Set problem
Pick out every line in the rows below that contains the word "window" and copy each one.

[Start of Input]

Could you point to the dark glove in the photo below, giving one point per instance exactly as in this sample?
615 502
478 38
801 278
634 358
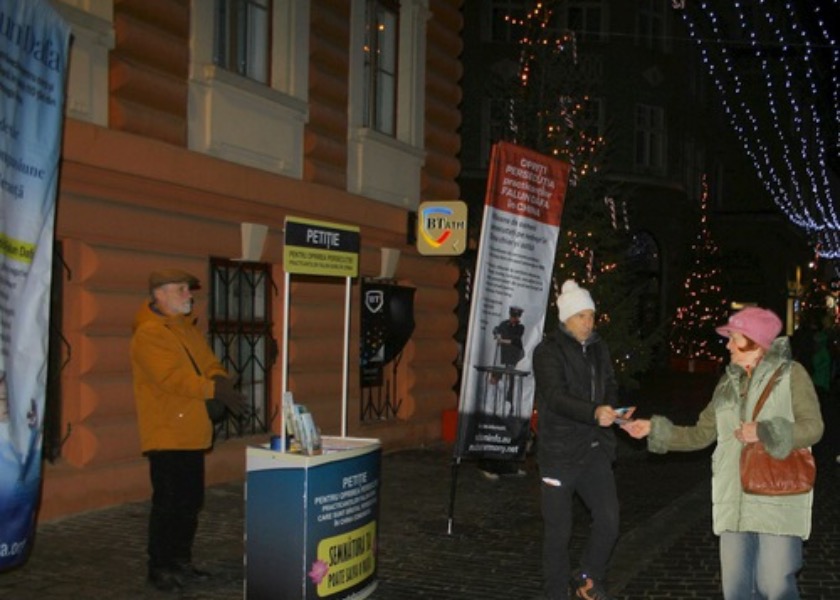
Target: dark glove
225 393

[End of Input]
[Start of Input]

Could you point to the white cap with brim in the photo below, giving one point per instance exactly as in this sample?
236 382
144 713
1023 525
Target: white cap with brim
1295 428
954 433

[End of Input]
[Start of Input]

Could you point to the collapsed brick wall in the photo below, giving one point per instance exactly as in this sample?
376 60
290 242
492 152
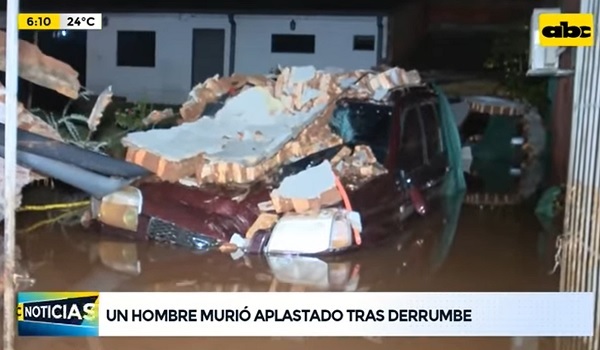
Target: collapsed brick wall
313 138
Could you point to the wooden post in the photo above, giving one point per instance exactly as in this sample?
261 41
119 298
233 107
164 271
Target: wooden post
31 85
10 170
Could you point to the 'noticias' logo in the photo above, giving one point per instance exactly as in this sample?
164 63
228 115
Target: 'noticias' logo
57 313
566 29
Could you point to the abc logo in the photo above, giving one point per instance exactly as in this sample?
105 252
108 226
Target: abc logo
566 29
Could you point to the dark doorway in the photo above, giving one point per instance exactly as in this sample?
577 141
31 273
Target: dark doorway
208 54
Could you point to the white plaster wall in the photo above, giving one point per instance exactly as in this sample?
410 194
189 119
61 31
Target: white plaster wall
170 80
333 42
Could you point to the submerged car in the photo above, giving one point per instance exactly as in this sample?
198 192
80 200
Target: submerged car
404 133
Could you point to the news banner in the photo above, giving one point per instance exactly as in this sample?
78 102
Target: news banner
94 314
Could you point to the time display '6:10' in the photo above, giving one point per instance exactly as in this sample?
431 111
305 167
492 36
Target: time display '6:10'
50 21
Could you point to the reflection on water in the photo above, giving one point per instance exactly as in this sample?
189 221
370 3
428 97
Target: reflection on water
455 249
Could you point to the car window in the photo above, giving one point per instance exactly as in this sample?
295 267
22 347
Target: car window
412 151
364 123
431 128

[End of Input]

Full output
Could you point to the car window in the photo above, giving one point per instance exactly as in this sample?
Target: car window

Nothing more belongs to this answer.